◆ Extract
◇ ◇ ◇ ◇

Crucial

The Independent breathlessly reports:

Transgender men and women are increasingly having crucial hormone treatment withdrawn by NHS doctors, an investigation has found.

Trans patients and staff at NHS gender services have said that cases of people being refused hormone replacement therapy (HRT) or having the medication withdrawn are on the rise.

That’s one way of putting it. Another would be “Some men and women who think they’re the opposite sex are no longer able to get opposite-sex hormones on the NHS.”

In other words the Indy is very much stacking the deck by calling cross-sex hormones “treatment” and “medication”. Delusions about what sex one is are not a good reason to harm patients by fiddling with their hormones.

HRT is a crucial part of the transition process for many trans people and involves the administration of hormones to align a person’s physical characteristics with their gender identity.

◇ ◇ ◇ ◇

◆ Recorded information
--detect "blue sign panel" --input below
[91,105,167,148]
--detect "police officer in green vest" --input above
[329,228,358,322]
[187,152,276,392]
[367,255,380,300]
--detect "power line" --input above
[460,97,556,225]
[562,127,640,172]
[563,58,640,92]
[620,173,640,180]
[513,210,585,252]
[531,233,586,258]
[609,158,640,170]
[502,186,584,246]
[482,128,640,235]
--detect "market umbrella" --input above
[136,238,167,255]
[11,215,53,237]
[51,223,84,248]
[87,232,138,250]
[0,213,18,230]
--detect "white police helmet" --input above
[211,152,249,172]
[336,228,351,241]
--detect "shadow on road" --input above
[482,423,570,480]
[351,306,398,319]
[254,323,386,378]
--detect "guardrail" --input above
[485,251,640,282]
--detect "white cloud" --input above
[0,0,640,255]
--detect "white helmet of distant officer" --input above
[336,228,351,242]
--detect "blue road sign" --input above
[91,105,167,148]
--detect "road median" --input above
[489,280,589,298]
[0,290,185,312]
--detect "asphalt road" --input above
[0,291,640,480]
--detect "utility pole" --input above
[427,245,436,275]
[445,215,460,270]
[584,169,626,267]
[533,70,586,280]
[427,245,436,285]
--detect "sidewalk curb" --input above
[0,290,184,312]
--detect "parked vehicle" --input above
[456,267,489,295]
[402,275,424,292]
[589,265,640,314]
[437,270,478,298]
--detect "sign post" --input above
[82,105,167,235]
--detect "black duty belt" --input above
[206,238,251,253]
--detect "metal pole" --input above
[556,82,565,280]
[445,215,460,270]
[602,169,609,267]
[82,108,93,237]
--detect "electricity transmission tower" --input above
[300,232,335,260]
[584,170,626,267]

◇ ◇ ◇ ◇

◆ Check your understanding
**1)** In the post, who is said to report that cases of people being refused HRT or having it withdrawn are on the rise?
**2)** Print the stretch of the post from "That’s one way" through "with their hormones.".
The data has no connection to the post above.

◆ Solutions per task
**1)** Trans patients and staff at NHS gender services.

**2)**
That’s one way of putting it. Another would be “Some men and women who think they’re the opposite sex are no longer able to get opposite-sex hormones on the NHS.”

In other words the Indy is very much stacking the deck by calling cross-sex hormones “treatment” and “medication”. Delusions about what sex one is are not a good reason to harm patients by fiddling with their hormones.